[Referring expression pointing data]
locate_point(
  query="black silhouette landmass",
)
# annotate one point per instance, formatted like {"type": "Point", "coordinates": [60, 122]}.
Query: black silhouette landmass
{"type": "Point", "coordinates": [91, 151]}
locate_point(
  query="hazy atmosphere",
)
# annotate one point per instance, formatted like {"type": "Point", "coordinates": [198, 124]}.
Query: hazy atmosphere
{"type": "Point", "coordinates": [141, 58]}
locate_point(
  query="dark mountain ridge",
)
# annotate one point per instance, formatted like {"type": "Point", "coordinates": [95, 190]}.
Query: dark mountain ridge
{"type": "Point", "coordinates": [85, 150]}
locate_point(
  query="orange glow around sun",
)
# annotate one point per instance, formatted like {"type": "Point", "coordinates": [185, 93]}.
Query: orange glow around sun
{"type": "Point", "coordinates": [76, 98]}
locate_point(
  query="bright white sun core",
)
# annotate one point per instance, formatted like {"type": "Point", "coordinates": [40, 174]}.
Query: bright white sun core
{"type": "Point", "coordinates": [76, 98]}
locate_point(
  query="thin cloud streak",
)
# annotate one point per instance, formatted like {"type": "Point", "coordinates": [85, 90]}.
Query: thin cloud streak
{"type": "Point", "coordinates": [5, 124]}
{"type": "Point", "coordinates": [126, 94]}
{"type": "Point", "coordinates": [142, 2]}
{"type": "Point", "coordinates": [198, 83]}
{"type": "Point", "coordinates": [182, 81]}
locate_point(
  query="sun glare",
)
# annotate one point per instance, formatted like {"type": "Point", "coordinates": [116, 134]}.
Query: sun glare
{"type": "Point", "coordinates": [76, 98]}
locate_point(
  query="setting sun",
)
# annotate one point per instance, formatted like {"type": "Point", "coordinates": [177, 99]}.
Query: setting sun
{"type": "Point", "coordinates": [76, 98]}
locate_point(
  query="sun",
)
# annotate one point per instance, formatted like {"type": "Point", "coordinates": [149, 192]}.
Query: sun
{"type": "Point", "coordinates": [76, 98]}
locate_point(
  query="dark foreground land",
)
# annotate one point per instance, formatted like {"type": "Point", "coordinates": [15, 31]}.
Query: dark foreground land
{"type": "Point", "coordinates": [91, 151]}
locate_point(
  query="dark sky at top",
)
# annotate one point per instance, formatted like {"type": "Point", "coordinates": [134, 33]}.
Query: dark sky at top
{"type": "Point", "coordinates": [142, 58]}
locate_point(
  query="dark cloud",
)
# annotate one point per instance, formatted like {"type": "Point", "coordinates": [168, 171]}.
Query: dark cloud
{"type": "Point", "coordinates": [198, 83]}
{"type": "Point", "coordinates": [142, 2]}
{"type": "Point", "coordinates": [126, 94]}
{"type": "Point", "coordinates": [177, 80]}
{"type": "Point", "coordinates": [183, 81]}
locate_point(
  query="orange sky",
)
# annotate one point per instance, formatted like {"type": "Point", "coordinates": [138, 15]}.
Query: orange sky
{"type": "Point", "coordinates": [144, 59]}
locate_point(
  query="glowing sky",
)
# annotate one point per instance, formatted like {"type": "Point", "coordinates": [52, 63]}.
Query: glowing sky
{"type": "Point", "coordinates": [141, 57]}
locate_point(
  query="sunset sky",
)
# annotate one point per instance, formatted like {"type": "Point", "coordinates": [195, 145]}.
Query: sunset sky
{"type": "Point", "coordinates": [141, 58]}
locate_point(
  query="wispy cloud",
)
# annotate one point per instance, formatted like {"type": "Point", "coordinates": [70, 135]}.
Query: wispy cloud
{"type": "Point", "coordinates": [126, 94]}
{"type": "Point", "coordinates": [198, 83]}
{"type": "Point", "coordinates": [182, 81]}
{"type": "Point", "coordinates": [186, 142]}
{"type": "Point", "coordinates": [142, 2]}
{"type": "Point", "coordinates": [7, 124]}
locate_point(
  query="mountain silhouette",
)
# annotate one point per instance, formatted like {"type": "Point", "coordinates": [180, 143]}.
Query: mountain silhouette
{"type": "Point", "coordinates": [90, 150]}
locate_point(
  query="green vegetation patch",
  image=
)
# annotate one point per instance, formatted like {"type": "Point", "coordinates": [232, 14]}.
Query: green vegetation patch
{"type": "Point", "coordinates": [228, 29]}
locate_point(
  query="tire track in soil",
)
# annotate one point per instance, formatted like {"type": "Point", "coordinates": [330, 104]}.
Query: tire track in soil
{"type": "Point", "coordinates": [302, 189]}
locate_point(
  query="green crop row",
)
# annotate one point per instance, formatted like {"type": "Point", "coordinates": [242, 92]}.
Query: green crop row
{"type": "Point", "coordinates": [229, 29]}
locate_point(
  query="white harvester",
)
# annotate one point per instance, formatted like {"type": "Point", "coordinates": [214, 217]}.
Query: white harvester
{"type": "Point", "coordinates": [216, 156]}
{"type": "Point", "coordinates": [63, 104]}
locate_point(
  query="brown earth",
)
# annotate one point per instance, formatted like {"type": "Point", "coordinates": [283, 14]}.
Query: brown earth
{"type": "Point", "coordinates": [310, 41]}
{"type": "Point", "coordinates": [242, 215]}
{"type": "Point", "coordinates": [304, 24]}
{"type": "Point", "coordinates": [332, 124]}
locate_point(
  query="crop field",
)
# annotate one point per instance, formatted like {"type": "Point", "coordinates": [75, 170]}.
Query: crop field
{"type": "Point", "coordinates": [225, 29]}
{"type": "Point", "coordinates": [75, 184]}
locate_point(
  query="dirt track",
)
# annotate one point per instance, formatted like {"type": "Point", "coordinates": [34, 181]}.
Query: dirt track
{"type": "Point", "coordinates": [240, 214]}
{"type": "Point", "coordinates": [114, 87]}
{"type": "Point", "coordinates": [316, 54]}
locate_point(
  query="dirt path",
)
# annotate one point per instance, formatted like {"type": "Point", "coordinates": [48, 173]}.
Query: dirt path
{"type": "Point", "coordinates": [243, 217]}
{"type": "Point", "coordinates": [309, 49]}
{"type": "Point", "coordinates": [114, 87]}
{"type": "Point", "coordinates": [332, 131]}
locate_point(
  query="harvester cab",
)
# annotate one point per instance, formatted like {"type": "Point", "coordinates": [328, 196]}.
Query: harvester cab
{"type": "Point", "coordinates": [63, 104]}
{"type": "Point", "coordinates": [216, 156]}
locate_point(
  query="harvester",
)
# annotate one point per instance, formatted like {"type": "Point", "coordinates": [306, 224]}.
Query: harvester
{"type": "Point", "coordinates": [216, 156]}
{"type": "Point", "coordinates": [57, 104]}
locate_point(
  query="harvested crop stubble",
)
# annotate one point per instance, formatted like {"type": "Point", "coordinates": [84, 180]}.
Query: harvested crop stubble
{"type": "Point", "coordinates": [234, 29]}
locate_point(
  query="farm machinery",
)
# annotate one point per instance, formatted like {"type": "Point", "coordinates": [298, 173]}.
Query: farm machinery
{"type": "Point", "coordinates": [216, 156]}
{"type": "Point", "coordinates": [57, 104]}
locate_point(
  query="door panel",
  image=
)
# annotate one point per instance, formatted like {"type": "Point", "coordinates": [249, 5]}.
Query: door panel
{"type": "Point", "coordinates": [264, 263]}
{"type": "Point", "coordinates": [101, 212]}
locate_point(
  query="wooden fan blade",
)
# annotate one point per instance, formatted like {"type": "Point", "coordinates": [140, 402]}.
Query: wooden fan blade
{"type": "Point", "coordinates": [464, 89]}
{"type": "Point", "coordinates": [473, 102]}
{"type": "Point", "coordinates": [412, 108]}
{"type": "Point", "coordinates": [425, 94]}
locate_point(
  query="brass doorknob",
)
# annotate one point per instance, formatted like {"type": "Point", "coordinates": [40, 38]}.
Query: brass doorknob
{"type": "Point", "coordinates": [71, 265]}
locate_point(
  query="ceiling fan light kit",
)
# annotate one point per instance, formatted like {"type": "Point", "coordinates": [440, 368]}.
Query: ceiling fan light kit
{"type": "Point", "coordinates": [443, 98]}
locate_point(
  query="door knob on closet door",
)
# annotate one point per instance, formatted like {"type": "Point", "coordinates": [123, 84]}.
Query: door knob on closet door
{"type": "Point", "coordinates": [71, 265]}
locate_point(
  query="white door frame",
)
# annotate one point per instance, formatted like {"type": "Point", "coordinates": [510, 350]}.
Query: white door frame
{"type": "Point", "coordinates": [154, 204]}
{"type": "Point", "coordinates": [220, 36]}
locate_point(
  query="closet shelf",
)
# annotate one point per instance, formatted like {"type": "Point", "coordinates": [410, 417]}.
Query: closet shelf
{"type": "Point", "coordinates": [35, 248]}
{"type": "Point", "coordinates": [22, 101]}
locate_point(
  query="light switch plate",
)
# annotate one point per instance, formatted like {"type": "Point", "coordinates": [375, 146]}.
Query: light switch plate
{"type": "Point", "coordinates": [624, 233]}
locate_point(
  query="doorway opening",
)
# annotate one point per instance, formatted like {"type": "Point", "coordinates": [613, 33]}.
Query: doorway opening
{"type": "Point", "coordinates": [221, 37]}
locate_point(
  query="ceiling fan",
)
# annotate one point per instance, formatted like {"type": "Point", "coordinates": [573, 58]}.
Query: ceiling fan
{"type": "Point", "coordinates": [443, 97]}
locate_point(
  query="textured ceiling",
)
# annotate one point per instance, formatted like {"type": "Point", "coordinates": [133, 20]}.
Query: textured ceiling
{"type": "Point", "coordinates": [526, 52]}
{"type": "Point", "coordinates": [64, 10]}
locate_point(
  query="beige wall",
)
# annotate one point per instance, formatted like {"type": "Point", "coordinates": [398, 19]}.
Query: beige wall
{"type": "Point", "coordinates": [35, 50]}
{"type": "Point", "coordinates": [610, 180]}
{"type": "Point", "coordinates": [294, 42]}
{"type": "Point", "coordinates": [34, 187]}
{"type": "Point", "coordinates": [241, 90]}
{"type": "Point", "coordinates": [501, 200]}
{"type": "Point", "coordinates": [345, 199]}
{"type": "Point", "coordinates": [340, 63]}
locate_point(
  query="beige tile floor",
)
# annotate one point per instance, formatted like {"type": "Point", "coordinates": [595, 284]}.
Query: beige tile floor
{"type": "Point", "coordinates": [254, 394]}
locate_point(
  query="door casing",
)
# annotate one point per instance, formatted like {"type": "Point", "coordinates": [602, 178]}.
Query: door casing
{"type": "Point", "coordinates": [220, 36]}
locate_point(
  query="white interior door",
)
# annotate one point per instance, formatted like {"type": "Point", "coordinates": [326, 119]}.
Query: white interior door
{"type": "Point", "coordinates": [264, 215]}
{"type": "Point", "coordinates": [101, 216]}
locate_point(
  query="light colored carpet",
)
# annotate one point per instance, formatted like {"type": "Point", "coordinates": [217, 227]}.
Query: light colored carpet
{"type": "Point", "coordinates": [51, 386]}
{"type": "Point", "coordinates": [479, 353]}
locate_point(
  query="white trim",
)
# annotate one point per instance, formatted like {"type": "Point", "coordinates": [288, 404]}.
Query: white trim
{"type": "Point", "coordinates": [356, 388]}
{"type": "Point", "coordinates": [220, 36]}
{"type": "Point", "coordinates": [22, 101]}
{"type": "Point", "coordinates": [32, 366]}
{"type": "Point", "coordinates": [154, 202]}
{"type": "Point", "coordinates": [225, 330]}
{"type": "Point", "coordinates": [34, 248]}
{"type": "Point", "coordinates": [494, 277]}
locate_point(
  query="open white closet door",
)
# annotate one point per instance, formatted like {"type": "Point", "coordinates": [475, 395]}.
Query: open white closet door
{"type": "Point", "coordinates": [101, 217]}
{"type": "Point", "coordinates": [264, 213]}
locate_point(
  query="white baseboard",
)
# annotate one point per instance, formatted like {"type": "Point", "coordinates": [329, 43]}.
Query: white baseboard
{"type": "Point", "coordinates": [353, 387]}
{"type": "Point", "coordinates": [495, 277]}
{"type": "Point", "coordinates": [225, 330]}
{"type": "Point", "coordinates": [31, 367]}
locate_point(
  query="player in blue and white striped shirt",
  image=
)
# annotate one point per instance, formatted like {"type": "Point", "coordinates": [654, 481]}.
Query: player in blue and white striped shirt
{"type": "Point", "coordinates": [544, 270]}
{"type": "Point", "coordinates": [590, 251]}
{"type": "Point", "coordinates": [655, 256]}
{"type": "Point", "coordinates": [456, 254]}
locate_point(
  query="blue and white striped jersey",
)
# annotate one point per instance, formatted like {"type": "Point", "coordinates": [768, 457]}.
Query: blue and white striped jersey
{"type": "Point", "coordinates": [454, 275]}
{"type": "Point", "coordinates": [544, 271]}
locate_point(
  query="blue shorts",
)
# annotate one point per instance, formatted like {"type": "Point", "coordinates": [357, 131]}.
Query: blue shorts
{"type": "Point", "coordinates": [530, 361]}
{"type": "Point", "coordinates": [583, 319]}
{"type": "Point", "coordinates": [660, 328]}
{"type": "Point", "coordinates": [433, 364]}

▶ _Exercise goal_: Go back to the data above and please quote exactly, and only, the lines from the line with "Query: blue and white striped jersey" through its last line.

▶ _Response_:
Query: blue and white striped jersey
{"type": "Point", "coordinates": [454, 275]}
{"type": "Point", "coordinates": [544, 271]}
locate_point(
  query="blue shorts",
)
# annotate one point per instance, formatted like {"type": "Point", "coordinates": [357, 131]}.
Query: blue shorts
{"type": "Point", "coordinates": [530, 361]}
{"type": "Point", "coordinates": [583, 319]}
{"type": "Point", "coordinates": [660, 328]}
{"type": "Point", "coordinates": [433, 364]}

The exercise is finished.